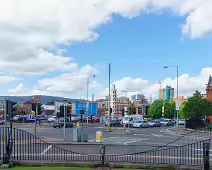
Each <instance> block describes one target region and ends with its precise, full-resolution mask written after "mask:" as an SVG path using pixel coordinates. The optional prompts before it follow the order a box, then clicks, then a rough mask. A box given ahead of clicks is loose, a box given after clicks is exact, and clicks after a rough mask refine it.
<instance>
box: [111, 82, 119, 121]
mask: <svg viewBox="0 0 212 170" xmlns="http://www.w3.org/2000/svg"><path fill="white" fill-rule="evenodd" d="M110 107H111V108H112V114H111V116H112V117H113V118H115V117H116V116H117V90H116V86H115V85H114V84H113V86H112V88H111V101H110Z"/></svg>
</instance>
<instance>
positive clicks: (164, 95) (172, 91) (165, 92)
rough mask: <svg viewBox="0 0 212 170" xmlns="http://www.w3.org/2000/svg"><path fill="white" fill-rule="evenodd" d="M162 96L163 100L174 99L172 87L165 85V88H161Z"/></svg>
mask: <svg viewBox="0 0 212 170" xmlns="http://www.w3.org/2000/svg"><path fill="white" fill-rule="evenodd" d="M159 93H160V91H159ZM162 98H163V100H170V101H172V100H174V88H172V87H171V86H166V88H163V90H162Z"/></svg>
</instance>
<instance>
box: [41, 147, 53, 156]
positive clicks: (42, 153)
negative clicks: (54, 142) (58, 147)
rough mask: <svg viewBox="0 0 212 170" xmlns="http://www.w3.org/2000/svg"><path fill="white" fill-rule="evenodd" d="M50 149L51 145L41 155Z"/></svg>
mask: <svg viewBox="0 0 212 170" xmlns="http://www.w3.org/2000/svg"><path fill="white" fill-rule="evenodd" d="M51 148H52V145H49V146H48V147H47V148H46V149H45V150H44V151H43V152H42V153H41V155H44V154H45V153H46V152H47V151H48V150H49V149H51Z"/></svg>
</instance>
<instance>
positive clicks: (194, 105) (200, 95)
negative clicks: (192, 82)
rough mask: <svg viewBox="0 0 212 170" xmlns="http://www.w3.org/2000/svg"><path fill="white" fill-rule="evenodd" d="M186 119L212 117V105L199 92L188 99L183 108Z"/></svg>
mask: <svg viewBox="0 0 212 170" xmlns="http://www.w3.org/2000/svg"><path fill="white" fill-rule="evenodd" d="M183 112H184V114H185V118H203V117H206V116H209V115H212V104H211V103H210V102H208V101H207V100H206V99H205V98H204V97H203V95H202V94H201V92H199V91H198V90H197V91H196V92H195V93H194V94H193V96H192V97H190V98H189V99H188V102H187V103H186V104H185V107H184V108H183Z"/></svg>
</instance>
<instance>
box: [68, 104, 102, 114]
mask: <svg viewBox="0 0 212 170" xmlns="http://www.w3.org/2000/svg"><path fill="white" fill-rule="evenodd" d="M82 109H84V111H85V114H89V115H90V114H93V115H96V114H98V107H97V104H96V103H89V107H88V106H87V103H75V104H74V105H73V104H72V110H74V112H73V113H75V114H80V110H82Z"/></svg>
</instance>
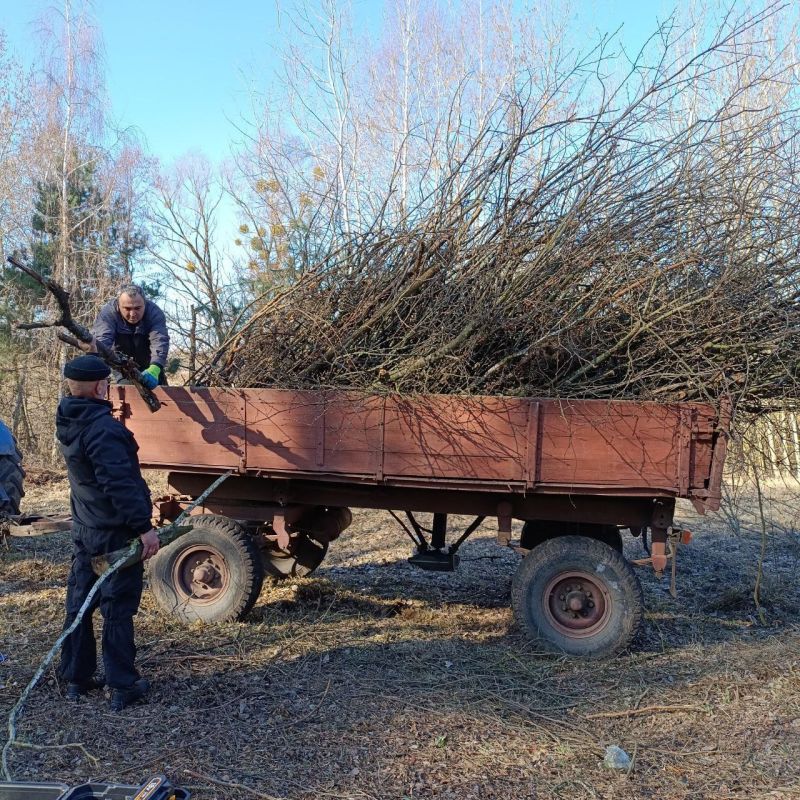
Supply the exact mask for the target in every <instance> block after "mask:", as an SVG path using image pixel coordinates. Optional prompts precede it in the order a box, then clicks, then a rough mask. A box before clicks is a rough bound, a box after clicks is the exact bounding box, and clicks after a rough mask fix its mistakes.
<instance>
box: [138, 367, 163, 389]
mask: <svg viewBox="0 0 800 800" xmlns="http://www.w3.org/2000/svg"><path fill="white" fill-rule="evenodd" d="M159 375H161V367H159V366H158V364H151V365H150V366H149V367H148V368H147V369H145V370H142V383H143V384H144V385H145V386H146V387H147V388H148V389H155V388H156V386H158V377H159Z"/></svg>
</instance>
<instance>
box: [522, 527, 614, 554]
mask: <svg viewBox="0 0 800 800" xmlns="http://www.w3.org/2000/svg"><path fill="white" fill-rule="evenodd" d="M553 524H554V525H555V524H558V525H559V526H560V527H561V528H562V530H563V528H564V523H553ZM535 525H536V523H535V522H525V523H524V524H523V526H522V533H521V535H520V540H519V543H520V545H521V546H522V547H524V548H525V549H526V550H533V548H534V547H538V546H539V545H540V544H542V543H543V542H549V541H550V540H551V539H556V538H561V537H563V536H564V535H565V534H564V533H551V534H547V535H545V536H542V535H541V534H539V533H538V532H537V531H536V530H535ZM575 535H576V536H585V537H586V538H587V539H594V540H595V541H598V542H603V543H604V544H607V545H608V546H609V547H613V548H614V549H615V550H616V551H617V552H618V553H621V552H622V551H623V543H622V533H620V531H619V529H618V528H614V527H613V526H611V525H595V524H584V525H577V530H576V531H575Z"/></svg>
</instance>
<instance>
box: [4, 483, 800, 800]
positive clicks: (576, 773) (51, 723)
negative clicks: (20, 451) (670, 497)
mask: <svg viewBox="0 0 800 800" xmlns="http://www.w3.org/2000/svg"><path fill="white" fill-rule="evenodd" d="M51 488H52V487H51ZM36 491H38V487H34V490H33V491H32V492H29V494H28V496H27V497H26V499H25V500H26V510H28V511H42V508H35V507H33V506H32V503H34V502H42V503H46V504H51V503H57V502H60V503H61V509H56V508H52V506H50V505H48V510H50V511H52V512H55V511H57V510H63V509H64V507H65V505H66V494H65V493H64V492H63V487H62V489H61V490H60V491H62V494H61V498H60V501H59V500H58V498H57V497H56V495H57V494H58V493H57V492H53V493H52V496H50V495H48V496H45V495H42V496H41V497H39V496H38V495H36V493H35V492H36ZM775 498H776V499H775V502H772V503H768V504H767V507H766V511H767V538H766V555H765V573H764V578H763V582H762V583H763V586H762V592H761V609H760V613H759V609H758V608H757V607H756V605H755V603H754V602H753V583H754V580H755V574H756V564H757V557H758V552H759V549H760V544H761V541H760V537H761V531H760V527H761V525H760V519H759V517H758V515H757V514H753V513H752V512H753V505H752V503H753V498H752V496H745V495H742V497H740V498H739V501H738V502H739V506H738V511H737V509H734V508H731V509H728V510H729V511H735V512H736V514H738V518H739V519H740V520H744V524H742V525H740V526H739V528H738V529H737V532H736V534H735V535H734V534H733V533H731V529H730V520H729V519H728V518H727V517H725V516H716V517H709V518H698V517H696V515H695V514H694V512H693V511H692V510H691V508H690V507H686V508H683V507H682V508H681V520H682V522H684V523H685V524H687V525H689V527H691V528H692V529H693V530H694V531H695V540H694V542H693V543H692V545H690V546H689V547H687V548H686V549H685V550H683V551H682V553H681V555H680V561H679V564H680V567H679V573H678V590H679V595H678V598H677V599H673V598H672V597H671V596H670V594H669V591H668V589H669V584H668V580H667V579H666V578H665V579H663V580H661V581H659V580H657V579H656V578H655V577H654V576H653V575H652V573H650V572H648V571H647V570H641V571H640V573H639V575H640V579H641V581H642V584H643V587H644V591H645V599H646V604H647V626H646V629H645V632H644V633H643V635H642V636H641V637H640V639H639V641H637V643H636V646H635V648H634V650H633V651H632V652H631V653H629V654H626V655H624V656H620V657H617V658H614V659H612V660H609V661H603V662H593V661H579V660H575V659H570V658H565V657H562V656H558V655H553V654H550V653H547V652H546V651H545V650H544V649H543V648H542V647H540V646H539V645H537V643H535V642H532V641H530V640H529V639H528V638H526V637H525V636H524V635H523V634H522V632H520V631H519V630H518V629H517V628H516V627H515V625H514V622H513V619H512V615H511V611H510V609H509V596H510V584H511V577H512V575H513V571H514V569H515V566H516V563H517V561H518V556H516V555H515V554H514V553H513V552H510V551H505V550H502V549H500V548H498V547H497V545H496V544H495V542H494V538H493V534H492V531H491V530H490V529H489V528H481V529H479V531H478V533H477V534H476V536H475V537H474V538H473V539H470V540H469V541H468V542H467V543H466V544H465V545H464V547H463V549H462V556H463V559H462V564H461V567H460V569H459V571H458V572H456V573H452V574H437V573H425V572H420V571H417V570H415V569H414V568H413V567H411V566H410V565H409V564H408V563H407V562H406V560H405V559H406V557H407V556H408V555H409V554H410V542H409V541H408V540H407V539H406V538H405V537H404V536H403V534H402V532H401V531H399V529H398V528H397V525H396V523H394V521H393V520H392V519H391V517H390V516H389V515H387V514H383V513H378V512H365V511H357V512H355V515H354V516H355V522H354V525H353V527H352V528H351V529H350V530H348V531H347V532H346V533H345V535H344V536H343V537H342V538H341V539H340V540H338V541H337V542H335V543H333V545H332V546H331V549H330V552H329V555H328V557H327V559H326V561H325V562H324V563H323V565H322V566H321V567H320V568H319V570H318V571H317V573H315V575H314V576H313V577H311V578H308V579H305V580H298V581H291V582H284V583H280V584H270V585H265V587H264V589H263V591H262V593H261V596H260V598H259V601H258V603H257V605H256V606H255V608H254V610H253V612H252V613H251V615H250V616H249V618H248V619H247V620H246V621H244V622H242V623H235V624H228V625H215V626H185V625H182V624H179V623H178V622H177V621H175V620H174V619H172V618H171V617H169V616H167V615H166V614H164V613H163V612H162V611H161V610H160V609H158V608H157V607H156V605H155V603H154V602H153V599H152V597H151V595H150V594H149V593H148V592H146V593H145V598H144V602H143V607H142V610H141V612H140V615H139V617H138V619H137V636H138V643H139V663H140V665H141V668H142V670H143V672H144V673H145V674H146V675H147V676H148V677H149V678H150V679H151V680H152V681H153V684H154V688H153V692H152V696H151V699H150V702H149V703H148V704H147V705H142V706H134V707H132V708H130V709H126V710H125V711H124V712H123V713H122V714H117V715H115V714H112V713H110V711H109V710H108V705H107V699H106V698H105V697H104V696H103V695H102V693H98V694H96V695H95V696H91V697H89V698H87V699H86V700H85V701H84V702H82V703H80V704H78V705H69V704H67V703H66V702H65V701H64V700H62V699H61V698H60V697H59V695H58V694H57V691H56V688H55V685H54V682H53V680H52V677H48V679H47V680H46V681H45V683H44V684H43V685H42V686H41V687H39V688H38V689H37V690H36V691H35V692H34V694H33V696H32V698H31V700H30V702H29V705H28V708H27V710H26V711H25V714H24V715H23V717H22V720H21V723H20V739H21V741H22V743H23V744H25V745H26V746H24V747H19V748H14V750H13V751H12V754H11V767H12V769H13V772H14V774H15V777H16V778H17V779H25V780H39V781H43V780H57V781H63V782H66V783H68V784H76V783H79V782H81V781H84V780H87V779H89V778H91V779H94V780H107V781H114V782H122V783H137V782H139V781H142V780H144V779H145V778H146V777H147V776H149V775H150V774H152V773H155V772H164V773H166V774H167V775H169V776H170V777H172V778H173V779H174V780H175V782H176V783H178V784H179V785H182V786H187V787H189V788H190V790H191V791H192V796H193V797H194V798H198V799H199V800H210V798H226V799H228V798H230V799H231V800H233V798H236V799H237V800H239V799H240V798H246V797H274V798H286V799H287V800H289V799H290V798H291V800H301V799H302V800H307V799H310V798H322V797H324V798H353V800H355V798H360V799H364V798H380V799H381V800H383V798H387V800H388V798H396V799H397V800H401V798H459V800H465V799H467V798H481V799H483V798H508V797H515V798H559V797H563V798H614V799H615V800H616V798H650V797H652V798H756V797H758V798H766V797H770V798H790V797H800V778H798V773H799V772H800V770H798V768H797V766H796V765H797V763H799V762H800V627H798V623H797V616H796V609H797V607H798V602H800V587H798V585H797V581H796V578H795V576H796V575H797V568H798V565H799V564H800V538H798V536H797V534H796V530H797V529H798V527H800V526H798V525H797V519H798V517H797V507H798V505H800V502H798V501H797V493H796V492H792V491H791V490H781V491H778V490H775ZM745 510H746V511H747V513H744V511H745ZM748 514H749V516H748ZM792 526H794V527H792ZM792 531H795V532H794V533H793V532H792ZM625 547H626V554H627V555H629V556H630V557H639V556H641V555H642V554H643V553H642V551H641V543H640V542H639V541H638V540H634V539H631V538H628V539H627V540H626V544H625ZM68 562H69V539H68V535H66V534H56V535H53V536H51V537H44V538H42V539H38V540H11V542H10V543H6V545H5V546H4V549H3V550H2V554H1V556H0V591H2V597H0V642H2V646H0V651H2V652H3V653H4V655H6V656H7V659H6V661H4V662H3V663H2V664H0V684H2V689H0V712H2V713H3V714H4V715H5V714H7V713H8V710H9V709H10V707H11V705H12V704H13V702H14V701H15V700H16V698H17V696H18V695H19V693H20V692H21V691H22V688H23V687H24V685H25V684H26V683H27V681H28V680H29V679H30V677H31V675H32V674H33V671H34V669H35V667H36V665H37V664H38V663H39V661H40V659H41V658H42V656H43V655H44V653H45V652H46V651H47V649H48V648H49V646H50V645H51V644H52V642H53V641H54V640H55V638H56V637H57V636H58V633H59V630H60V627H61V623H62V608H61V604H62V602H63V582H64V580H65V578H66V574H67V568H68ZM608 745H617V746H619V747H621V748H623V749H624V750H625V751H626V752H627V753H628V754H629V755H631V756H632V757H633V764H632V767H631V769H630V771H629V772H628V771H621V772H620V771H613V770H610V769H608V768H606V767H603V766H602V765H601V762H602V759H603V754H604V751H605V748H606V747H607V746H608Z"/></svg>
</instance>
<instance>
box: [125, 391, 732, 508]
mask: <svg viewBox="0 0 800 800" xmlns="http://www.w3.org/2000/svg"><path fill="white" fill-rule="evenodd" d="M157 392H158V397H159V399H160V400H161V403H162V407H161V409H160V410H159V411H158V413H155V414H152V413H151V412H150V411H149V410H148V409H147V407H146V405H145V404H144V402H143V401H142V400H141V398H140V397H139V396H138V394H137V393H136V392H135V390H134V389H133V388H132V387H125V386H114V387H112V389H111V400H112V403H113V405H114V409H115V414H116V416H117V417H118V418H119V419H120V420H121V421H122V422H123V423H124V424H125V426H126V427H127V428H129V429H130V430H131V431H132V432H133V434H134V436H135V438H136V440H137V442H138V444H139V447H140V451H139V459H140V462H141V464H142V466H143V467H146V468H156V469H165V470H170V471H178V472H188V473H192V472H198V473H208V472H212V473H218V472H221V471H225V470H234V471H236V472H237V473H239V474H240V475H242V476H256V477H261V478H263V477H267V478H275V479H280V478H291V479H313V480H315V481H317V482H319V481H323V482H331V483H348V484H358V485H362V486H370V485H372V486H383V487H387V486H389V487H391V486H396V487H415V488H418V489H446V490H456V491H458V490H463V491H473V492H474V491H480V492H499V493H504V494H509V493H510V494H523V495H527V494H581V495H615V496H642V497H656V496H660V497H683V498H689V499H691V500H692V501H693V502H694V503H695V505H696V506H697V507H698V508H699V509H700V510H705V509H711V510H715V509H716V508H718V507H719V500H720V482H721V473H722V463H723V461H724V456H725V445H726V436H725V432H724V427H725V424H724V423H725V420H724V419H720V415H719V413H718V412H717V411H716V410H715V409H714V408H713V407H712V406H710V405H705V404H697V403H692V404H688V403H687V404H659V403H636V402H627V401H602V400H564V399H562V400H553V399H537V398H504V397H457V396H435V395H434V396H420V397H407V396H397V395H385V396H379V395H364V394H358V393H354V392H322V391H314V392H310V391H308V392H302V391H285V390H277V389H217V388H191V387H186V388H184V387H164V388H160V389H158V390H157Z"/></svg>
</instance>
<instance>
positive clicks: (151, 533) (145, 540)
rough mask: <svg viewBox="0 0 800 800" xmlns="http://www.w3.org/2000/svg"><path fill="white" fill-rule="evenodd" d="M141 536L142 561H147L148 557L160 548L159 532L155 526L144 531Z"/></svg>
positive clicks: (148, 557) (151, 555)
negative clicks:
-=-=-=-=-
(WORK INSTRUCTIONS) Pull out every line of the items above that contains the word "positive".

(SOLUTION TO THE EXERCISE)
positive clicks: (164, 95) (172, 91) (165, 92)
positive clicks: (42, 153)
positive clicks: (194, 105) (200, 95)
positive clicks: (576, 773) (51, 723)
positive clicks: (151, 533) (145, 540)
positive clicks: (148, 557) (151, 555)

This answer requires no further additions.